▶ _SOURCE_
══════════════════════════════

I love poets, as much out of jealousy but also for the talent and the parallel universe they must live in. I would like to live there.
Cindi Reiss is a member of one of my writing groups-The Phoenix Writers Club. She is a poet. She shared with me the following pantoum, which is a form of poetry.
She offers the following description of this form. “The pantoum originated in Malaysia in the fifteenth-century as a short folk poem, typically made up of two rhyming couplets that were recited or sung. However, as the pantoum spread, and Western writers altered and adapted the form, the importance of rhyming and brevity diminished. The pantoum was especially popular with French and British writers in the nineteenth-century, including Charles Baudelaire and Victor Hugo, who is credited with introducing the form to European writers.
“The modern pantoum is a poem of any length, composed of four-line stanzas in which the second and fourth lines of each stanza serve as the first and third lines of the next stanza. The last line of a pantoum is often the same as the first.

══════════════════════════════

▶ _TASK LIST_
• A. In the passage on the pantoum, which writer is credited with introducing the form to European writers?
• B. Continue the passage on the pantoum from its last sentence.

▶ _DATASET CONTENT_
══════════════════════════════

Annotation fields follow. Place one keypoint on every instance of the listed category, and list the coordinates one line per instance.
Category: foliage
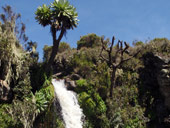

══════════════════════════════

▶ _ANSWERS FOR THE EXERCISE_
• A. Victor Hugo

• B.
The interweaving of repeated lines in a pantoum suits the poem particularly well to ruminations on the past, circling around a memory or a mystery to tease out implications and meanings. The change in context that arises from the addition of two new lines in each stanza changes the significance of each repeated line on its second appearance.”
Keeping the Faith
1—I lost my faith, so embraced yours
2—I knew little about Jews, less about Judiasm.
3—I watched Ten Commandments to see your story
4—The Jazz Singer related to how I was perceived.
2—I knew little about Jews, less about Judiasm
5—Though my aunt cleaned for the ‘nice Jewish lady’ in Cherry Hill.
4—The Jazz Singer related to how I was perceived
6—an outsider looking for acceptance in unfamiliar territory.
5– Though my aunt cleaned for the ‘nice Jewish lady’ in Cherry Hill
7—You were the first Jew I came to know, a sabra finding his way in my country,
6– an outsider looking for acceptance in unfamiliar territory.
8—Together we gave our children a melding of Jewish traditions.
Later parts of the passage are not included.